EXERCISE DETAILS = Would you return the entries below exactly from the line containing "raised hand with a single point per instance." onward, ending with the final line and including it, and nothing else?

[DATA SHOWN Boundary: Start]

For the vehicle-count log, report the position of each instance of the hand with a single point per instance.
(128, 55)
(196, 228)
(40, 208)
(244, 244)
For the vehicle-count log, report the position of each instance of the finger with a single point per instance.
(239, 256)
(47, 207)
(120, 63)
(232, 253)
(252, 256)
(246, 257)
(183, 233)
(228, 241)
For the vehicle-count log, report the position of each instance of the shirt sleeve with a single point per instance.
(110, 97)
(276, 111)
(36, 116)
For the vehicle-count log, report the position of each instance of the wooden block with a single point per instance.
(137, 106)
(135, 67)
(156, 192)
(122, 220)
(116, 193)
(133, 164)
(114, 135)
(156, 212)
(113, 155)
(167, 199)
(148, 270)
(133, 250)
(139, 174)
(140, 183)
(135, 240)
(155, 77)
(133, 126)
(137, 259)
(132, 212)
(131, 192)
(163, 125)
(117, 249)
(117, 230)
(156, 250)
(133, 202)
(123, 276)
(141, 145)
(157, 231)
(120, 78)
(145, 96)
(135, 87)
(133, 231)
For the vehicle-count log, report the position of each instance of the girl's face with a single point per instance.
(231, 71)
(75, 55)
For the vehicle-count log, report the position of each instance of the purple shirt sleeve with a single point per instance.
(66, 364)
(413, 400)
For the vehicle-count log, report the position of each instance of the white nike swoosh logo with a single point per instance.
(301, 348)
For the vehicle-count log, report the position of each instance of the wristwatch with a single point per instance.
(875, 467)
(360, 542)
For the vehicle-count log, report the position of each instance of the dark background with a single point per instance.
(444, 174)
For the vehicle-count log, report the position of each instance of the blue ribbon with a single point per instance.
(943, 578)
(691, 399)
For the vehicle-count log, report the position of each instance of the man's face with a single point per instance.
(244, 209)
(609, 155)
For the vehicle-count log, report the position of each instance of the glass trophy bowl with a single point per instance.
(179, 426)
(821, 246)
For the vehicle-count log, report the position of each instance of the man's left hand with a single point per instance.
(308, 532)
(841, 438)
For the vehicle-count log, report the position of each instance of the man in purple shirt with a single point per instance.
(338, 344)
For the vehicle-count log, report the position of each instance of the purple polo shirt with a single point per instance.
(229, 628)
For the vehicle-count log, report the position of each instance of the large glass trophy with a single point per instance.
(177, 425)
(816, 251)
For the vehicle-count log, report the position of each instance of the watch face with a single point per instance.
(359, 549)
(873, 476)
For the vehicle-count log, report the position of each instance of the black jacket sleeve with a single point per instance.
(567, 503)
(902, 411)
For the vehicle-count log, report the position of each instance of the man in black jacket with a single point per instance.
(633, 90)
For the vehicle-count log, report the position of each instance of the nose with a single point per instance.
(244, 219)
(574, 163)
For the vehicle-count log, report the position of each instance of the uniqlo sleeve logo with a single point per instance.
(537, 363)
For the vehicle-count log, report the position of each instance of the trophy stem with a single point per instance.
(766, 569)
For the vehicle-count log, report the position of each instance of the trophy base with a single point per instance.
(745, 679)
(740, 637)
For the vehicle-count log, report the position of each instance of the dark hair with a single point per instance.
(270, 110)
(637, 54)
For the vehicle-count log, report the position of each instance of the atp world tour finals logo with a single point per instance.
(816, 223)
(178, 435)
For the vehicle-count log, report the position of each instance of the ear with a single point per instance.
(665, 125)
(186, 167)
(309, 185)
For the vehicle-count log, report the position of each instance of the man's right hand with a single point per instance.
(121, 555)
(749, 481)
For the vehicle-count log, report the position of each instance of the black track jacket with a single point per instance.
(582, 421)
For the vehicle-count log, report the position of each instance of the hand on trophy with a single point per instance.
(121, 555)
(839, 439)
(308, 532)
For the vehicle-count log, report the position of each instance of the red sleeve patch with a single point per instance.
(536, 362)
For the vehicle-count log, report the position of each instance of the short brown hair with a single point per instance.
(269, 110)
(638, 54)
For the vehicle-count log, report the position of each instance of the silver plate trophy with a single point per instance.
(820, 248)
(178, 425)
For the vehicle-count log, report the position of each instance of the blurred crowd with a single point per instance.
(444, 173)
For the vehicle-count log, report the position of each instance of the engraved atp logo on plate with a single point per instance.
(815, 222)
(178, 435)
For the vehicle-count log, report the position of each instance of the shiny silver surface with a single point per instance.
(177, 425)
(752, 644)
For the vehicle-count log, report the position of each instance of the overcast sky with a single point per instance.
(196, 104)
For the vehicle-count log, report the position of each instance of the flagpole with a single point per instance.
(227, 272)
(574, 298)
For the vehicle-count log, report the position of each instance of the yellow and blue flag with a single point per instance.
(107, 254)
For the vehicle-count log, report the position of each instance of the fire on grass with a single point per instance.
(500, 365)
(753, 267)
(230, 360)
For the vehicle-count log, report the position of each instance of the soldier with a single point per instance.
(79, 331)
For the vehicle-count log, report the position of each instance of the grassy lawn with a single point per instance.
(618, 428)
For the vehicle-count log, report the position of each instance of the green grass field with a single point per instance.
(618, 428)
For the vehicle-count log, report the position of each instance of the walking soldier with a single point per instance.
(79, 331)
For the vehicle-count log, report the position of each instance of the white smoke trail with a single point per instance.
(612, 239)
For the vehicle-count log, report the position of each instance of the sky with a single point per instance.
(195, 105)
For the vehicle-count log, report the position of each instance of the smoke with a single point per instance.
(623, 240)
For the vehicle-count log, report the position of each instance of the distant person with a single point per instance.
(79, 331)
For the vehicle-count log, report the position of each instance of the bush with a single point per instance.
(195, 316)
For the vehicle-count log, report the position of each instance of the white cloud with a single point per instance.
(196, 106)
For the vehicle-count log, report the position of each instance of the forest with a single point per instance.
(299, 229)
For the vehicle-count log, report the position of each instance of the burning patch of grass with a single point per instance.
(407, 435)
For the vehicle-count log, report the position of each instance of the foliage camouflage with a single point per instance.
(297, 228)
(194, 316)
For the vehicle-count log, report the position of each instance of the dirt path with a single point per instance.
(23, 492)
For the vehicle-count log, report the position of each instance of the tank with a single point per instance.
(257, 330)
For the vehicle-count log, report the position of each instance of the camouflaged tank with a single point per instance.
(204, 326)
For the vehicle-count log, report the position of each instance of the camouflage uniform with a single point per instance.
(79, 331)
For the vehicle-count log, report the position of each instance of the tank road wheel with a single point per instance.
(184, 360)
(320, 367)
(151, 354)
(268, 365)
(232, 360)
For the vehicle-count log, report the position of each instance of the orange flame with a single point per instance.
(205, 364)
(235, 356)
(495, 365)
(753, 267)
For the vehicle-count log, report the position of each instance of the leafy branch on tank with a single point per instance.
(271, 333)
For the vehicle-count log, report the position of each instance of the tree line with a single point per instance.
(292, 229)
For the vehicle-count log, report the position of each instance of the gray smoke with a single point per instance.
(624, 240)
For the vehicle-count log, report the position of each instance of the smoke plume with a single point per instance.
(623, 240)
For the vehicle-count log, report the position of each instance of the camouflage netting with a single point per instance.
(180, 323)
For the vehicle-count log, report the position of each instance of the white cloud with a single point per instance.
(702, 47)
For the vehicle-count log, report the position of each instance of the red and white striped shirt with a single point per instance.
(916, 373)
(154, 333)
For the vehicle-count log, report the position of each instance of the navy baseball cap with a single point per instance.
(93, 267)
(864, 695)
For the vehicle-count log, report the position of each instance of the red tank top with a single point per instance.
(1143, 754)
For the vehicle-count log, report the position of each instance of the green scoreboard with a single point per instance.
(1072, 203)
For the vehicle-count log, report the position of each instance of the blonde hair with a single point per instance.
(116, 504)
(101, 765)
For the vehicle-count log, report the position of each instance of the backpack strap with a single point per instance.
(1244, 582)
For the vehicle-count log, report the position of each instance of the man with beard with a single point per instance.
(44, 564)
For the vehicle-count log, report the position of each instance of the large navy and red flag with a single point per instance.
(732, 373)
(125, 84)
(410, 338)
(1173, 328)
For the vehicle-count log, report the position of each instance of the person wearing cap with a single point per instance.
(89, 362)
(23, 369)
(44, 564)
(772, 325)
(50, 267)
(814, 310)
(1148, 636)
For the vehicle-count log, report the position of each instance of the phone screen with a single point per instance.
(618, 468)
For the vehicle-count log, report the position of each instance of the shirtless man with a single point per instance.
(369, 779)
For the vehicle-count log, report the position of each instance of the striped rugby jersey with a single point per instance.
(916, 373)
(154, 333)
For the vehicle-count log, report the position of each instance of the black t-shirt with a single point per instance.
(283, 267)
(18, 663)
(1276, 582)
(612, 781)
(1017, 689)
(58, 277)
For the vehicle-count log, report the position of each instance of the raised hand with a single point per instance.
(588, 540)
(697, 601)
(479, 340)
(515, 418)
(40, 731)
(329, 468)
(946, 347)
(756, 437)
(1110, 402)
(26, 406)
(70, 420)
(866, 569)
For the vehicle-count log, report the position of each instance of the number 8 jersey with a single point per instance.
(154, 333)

[DATA SHOWN Boundary: End]

WRITTEN SOLUTION =
For the vehicle-count log, report the position of each instance of the raised hand with a single point per instance.
(588, 540)
(697, 601)
(479, 340)
(515, 418)
(40, 731)
(329, 468)
(946, 347)
(756, 437)
(1110, 402)
(26, 406)
(70, 420)
(866, 569)
For the vehicle-count log, report the position of each instance of the number 8 jersey with a single point per instance.
(154, 333)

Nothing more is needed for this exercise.